# [EXERCISE AIM]
Which lines in the entries below contain the word "water"? List each of those lines in full, matching case exactly.

■ ■ ■ ■

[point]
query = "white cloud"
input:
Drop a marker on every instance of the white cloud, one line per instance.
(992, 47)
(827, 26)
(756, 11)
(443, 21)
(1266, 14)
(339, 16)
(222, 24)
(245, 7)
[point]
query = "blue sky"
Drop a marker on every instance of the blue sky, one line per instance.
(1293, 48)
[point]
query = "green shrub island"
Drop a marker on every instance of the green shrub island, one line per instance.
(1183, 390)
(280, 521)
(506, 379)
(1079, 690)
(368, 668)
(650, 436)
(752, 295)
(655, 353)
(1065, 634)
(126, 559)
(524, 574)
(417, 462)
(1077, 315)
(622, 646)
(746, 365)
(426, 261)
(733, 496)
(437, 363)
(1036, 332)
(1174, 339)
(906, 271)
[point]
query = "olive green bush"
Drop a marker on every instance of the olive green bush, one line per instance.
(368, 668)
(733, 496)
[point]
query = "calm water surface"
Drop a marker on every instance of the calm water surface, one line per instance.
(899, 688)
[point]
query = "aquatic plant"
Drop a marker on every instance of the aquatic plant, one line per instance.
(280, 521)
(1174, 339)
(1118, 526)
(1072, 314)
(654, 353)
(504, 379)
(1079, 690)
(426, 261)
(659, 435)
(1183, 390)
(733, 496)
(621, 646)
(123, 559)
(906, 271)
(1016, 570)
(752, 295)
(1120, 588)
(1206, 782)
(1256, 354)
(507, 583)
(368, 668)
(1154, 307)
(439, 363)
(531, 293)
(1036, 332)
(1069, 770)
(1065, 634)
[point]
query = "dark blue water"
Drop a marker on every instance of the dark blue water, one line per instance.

■ ■ ■ ■

# [WRITTEN ANSWER]
query = "calm water surface"
Drop a marker on every instance of the calm water surface, one line per instance.
query = "dark blue water"
Drop a marker on every instance of the dark blue water, one line per instance.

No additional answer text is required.